PROBLEM REQUIREMENTS: Nothing in the records may be altered. Repeat them in full.

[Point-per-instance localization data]
Content starts

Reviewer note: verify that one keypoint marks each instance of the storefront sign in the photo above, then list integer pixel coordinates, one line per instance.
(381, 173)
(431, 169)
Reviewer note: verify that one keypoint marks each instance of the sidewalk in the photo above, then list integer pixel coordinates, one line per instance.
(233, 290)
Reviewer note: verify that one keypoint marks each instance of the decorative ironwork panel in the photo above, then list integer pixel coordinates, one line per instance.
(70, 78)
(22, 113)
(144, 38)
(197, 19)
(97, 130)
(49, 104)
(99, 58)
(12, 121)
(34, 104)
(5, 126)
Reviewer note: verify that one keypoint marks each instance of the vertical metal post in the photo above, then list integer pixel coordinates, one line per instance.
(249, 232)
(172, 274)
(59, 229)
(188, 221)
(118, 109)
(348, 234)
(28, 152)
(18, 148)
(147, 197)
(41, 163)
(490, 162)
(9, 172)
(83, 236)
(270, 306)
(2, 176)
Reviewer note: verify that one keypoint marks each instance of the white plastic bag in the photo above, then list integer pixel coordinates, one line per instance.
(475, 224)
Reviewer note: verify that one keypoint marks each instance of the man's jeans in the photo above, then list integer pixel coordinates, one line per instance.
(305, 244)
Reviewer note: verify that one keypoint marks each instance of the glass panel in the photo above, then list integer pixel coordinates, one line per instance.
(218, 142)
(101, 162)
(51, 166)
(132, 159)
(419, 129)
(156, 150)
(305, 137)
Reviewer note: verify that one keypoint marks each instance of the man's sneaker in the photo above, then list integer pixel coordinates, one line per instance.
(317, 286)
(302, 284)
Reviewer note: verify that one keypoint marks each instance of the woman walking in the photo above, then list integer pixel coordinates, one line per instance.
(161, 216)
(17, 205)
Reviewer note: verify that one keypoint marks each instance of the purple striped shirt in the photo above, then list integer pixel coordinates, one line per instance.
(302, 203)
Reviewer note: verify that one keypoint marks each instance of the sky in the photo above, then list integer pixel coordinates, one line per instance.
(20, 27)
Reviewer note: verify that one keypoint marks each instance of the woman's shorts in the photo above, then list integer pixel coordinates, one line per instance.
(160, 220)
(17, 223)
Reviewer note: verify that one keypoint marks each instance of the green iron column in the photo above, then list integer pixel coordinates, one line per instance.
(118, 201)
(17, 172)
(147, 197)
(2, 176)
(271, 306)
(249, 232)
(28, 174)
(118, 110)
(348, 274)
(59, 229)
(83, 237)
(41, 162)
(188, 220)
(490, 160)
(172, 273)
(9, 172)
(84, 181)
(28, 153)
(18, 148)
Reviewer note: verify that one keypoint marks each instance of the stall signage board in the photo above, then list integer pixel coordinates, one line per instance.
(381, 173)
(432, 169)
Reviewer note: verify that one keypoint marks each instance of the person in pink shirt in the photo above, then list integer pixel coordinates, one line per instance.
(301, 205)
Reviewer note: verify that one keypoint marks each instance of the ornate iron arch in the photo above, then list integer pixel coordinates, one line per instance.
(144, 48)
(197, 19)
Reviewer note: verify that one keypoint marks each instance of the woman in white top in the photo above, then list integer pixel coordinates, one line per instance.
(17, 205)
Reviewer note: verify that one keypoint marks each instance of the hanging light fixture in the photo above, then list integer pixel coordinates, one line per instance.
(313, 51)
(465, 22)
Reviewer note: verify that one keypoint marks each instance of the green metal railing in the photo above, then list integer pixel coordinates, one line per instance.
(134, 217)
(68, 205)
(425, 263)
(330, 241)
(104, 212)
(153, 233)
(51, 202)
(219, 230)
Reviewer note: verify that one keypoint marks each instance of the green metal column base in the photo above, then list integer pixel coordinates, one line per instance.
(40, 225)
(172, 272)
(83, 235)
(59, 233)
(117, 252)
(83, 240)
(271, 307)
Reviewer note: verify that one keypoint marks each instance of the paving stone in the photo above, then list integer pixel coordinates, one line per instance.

Content ends

SOLUTION:
Reviewer note: verify that one keypoint marks each instance of the storefront sign in the photo above, then list integer pixel coordinates, one line per instance.
(381, 173)
(431, 169)
Reviewer note: verify that one keypoint marks each instance of the sidewalk in the photo above, then list integer pixel coordinates, one line per instance.
(233, 290)
Reviewer note: verify that one keypoint marks each instance of the decorative ironwork panel in the photo above, then list integer pixel coordinates, one line per instance.
(70, 78)
(22, 113)
(144, 38)
(197, 19)
(97, 130)
(49, 104)
(99, 58)
(12, 121)
(34, 104)
(5, 126)
Reviewer note: verify that one keypoint marks each instance of the vertical metal post in the photo above, then list integer pixel coordinates, one line per instance.
(249, 232)
(172, 274)
(59, 229)
(188, 221)
(118, 109)
(348, 234)
(28, 152)
(18, 148)
(147, 197)
(41, 163)
(490, 162)
(9, 172)
(83, 236)
(270, 306)
(2, 176)
Reviewer note: verify that one keypoint marks each instance of the white plastic bag in the photo above, then list integer pixel coordinates, one line per instance.
(475, 224)
Reviewer note: verify that one keypoint marks each instance of the man's jeans in the photo above, then list integer pixel coordinates, one line per instance.
(305, 244)
Reviewer note: verify that one keypoint marks each instance of the glass panel in the photo above, then list integer pixel coordinates, one line per instance.
(218, 142)
(101, 162)
(51, 166)
(132, 159)
(419, 129)
(156, 150)
(305, 137)
Reviewer note: verify that one keypoint marks each instance of the man's sneaker in the photo above, then list integer pixel coordinates, one line per instance.
(317, 286)
(302, 284)
Reviewer note: verify that one keypoint marks each instance of the woman walking in the photo above, then list integer pixel coordinates, one line per instance.
(161, 216)
(17, 205)
Reviewer note: verify that one keypoint marks each instance of the purple striped shirt in the photo above, then list integer pixel coordinates, one line per instance.
(302, 203)
Reviewer note: verify that one keypoint marks each instance of the sky in the photo above, then list integer pixel coordinates, one line per instance.
(20, 27)
Reviewer note: verify that one keypoint marks each instance of the woman's shorts in the photo above, then list integer pixel coordinates, one line per instance.
(160, 220)
(17, 223)
Reviewer note: verify that one keypoint marks each instance of the green iron column in the photo above, then list integer pixel coordinates, one line per instance.
(118, 201)
(17, 172)
(147, 197)
(2, 176)
(271, 306)
(249, 232)
(28, 174)
(118, 110)
(348, 274)
(59, 229)
(83, 237)
(41, 162)
(188, 220)
(490, 160)
(172, 273)
(9, 172)
(84, 181)
(28, 153)
(18, 148)
Reviewer note: verify that one keypoint marks each instance of the stall signage board in the photo above, then list integer pixel coordinates, one line per instance.
(381, 173)
(432, 169)
Reviewer note: verify that one keypoint marks each instance of the person in pink shirt in the photo above, then list integer pixel coordinates, one line per instance.
(301, 205)
Reviewer note: verify that one keypoint marks each instance of the ornate iron arch in the photo above, then list integer pixel coordinates, one line per instance.
(144, 48)
(197, 19)
Reviewer note: verify that one keypoint marks each instance of the woman in white top in the photo above, then list integer pixel coordinates, one line per instance.
(17, 205)
Reviewer note: verify that one keypoint marks each instance of the hanging light fixture in the photo above, then list integer pixel coordinates, one line per instance.
(313, 51)
(465, 22)
Reviewer note: verify that one keypoint marks each instance of the green metal railing in the photo above, then list integer pixel coordinates, one line per instance.
(134, 217)
(68, 205)
(425, 263)
(330, 241)
(104, 212)
(153, 233)
(51, 202)
(219, 230)
Reviewer note: verify that one keypoint marks each instance of the green metal column base in the photo above, then list integer pixel coordinates, one line per instance.
(40, 225)
(172, 272)
(83, 235)
(59, 233)
(117, 252)
(83, 240)
(271, 307)
Reviewer note: verify that one keypoint marks each instance of the paving stone in the photo above, then list integer pixel coordinates, one line per instance.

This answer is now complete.